§ TASK BRIEF
With the line containing "x=592 y=401" as the start and the line containing "x=556 y=438" as the end, transcribe that span of the entries below exactly, including both.

::: RECORDS SUPPLIED

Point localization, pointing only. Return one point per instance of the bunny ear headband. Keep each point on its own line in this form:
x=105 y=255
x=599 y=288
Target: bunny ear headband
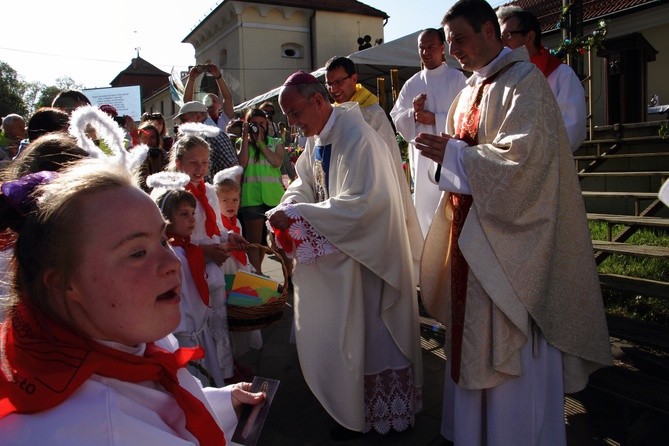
x=108 y=131
x=164 y=183
x=199 y=129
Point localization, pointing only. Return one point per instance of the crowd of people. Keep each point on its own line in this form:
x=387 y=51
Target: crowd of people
x=117 y=238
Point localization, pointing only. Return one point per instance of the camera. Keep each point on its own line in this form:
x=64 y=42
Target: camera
x=154 y=152
x=120 y=120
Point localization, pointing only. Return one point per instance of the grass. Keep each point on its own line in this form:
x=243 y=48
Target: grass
x=642 y=308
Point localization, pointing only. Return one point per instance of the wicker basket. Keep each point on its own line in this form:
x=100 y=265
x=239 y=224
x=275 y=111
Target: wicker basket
x=253 y=318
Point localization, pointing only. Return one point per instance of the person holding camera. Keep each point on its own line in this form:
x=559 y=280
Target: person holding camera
x=219 y=112
x=261 y=157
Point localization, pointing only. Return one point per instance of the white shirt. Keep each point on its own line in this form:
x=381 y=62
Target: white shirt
x=441 y=85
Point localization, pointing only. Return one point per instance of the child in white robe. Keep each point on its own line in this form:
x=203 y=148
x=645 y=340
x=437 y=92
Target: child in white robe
x=202 y=285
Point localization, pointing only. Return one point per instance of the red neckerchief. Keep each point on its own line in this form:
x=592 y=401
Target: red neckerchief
x=196 y=263
x=200 y=193
x=44 y=363
x=545 y=61
x=231 y=225
x=7 y=239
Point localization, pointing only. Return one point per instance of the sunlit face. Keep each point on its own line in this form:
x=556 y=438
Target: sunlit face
x=341 y=85
x=512 y=35
x=466 y=45
x=182 y=220
x=228 y=201
x=431 y=50
x=305 y=113
x=195 y=163
x=148 y=137
x=126 y=287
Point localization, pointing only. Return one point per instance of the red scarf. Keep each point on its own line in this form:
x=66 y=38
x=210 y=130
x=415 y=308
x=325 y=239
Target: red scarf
x=200 y=193
x=231 y=225
x=196 y=263
x=467 y=126
x=545 y=61
x=44 y=363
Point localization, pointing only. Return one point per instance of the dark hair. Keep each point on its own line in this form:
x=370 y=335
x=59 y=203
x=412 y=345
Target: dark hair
x=344 y=62
x=474 y=12
x=70 y=99
x=526 y=22
x=170 y=201
x=148 y=127
x=155 y=117
x=47 y=120
x=48 y=237
x=182 y=145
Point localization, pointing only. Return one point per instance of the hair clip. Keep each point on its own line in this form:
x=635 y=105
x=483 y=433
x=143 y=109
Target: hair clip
x=18 y=193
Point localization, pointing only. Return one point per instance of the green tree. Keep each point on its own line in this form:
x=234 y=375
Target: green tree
x=11 y=92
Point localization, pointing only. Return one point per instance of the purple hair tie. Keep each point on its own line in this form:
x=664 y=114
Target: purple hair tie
x=18 y=193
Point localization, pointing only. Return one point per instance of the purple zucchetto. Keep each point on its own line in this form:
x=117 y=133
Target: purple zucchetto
x=299 y=78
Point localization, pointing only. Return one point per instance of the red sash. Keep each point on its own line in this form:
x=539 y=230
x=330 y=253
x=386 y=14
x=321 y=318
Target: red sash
x=545 y=61
x=43 y=363
x=200 y=193
x=196 y=264
x=231 y=225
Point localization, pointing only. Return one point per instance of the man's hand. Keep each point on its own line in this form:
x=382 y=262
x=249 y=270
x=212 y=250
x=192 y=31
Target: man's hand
x=216 y=253
x=241 y=395
x=432 y=146
x=236 y=242
x=419 y=102
x=424 y=117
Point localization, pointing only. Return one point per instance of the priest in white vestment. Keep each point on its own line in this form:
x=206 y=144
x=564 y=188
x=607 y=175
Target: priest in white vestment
x=356 y=315
x=422 y=106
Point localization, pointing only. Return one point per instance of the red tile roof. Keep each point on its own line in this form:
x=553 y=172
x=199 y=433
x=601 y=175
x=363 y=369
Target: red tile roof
x=548 y=11
x=352 y=6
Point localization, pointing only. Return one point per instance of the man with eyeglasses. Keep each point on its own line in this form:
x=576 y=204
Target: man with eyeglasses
x=422 y=106
x=518 y=28
x=341 y=80
x=507 y=264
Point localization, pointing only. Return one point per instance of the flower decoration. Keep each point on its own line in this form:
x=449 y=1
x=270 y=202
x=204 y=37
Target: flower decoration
x=18 y=193
x=294 y=152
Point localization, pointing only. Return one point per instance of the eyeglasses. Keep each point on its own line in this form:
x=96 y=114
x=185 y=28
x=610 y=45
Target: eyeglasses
x=336 y=83
x=507 y=35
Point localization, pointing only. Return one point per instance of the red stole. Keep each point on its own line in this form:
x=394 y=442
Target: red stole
x=196 y=264
x=200 y=193
x=231 y=225
x=44 y=363
x=545 y=61
x=467 y=130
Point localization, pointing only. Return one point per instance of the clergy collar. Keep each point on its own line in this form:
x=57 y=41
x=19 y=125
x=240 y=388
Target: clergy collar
x=484 y=72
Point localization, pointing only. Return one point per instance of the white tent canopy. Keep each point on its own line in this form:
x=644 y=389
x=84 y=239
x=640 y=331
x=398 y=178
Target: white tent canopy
x=377 y=61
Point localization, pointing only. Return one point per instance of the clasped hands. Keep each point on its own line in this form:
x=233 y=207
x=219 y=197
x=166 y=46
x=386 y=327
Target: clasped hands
x=432 y=146
x=219 y=252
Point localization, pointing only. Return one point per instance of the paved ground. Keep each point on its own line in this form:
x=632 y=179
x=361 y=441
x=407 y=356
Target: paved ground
x=296 y=417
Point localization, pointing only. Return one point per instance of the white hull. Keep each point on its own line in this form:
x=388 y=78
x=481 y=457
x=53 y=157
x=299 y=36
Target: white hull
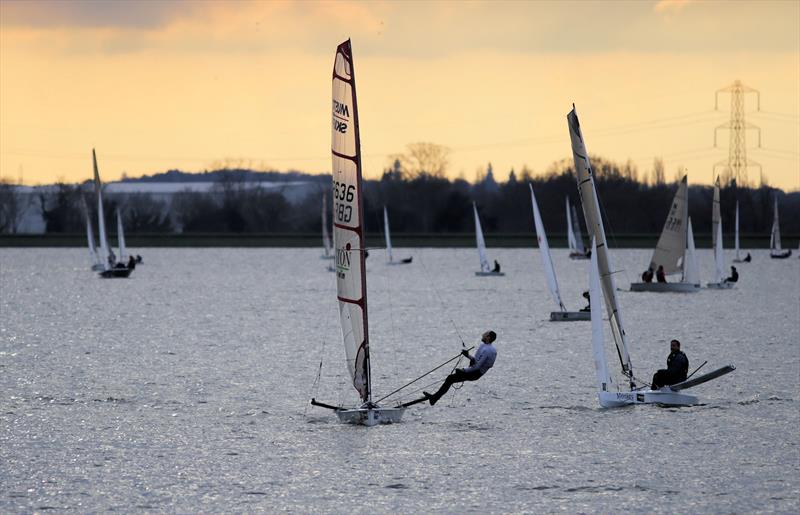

::::::

§ REPLY TO THE TASK
x=592 y=401
Target: red neckerchief
x=196 y=263
x=200 y=193
x=44 y=363
x=545 y=61
x=231 y=225
x=7 y=239
Point localization, pointing only. Return one point per instance of the sunlit face. Keep each point on its own line in this form:
x=556 y=438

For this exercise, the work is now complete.